**Goal of the exercise**
Lay out the lines of the records below as a numbered list, leaving out blank lines, beginning at the line that contains "Indicate the boy's swim" and continuing through the last line of the records.

Dataset rows on where objects are located:
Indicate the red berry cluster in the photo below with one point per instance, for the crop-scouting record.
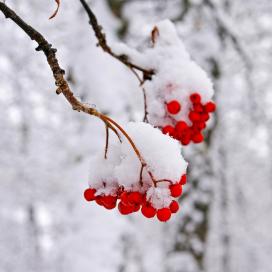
(199, 114)
(130, 202)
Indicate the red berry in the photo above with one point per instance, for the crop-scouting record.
(89, 194)
(99, 200)
(181, 126)
(195, 98)
(135, 198)
(176, 190)
(183, 180)
(173, 107)
(164, 214)
(148, 211)
(123, 209)
(186, 138)
(197, 138)
(109, 202)
(204, 117)
(174, 206)
(194, 116)
(200, 125)
(136, 207)
(168, 130)
(124, 198)
(198, 108)
(210, 107)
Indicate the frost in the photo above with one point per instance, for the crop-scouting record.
(122, 167)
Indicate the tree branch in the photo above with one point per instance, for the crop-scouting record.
(102, 42)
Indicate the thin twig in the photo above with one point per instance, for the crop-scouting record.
(102, 41)
(107, 141)
(58, 73)
(62, 84)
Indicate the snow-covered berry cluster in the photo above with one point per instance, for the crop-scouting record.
(147, 173)
(133, 201)
(179, 94)
(149, 186)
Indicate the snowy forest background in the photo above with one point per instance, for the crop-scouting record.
(225, 219)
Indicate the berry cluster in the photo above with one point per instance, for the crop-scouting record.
(134, 201)
(198, 114)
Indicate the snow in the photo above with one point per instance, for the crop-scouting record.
(122, 167)
(176, 77)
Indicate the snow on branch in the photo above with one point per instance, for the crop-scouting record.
(102, 42)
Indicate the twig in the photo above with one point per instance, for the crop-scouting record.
(107, 141)
(63, 86)
(58, 73)
(102, 42)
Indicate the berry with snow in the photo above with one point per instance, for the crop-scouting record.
(122, 180)
(174, 206)
(164, 214)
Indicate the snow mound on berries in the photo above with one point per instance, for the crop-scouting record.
(176, 77)
(122, 168)
(161, 153)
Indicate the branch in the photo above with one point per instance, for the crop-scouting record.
(63, 86)
(102, 42)
(58, 73)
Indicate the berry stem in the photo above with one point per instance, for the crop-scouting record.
(107, 141)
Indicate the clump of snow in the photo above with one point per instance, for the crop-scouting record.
(176, 77)
(122, 168)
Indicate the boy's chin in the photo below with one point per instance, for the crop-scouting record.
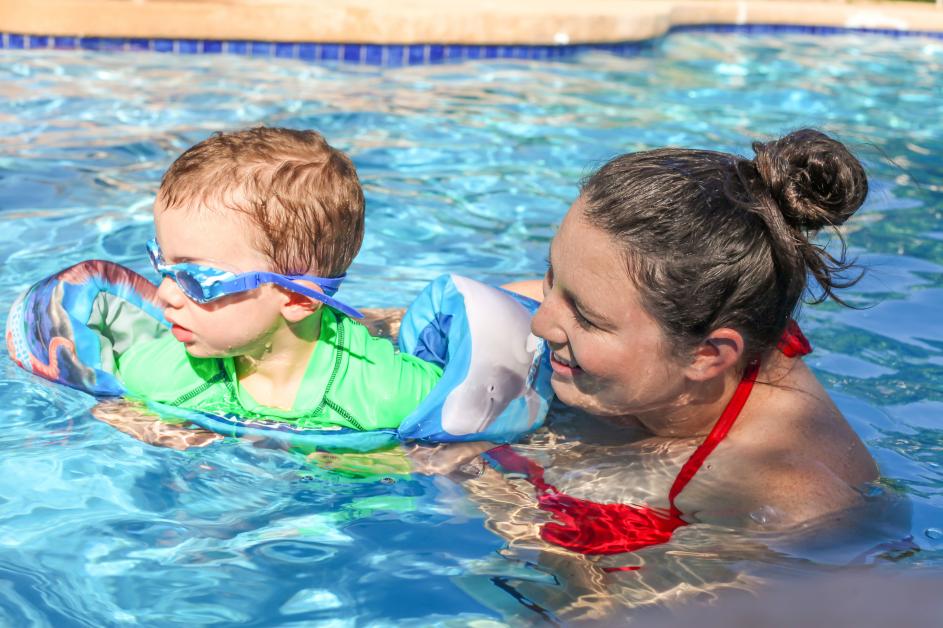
(195, 350)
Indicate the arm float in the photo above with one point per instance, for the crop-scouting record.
(71, 328)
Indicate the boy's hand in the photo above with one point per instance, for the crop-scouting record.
(443, 459)
(132, 419)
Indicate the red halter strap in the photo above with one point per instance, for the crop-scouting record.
(717, 433)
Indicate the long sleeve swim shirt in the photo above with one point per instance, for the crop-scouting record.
(352, 380)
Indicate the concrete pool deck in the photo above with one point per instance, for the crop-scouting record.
(521, 22)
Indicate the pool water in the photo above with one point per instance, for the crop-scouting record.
(467, 168)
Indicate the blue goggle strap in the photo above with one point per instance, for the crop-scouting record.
(250, 281)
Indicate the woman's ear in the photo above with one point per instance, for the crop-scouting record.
(721, 350)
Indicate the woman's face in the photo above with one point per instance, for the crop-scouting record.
(609, 356)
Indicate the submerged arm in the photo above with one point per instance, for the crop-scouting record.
(134, 420)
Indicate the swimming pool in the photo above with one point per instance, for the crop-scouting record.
(467, 168)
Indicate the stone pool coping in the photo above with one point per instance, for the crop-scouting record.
(480, 23)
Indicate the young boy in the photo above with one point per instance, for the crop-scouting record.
(255, 230)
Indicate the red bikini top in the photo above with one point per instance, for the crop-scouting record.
(590, 527)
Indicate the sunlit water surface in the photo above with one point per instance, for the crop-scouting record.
(467, 168)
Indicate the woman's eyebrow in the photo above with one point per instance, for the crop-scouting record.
(585, 310)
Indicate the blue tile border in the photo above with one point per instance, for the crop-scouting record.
(393, 55)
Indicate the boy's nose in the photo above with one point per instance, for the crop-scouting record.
(543, 325)
(170, 293)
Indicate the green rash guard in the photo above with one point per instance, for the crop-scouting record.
(353, 380)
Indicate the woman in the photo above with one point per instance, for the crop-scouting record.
(668, 302)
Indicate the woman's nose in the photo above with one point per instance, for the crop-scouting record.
(543, 324)
(170, 293)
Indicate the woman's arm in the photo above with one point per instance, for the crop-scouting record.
(136, 421)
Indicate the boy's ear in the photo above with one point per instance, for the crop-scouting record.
(721, 350)
(297, 307)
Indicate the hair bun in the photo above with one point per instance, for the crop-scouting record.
(814, 179)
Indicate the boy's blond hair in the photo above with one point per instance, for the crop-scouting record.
(302, 194)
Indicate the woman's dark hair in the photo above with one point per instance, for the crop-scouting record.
(716, 240)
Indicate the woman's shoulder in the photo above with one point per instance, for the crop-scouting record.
(794, 457)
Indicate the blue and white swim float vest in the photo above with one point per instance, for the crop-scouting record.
(70, 328)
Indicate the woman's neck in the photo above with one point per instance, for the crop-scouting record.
(695, 410)
(272, 374)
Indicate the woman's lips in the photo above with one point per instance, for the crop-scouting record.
(181, 333)
(567, 368)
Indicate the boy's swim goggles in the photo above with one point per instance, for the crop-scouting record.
(204, 283)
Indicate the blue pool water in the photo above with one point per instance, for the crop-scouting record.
(467, 168)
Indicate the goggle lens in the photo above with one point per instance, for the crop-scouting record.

**Result of the exercise**
1. Indicate the boy's swim goggles in the photo above with one point per instance, for the crop-scouting record.
2. (204, 283)
3. Indicate the blue pool water in the photo above with one point per instance, for the crop-scouting record.
4. (467, 168)
5. Indicate the goggle lens in the photo above with one point per instance, for the crop-scouting record.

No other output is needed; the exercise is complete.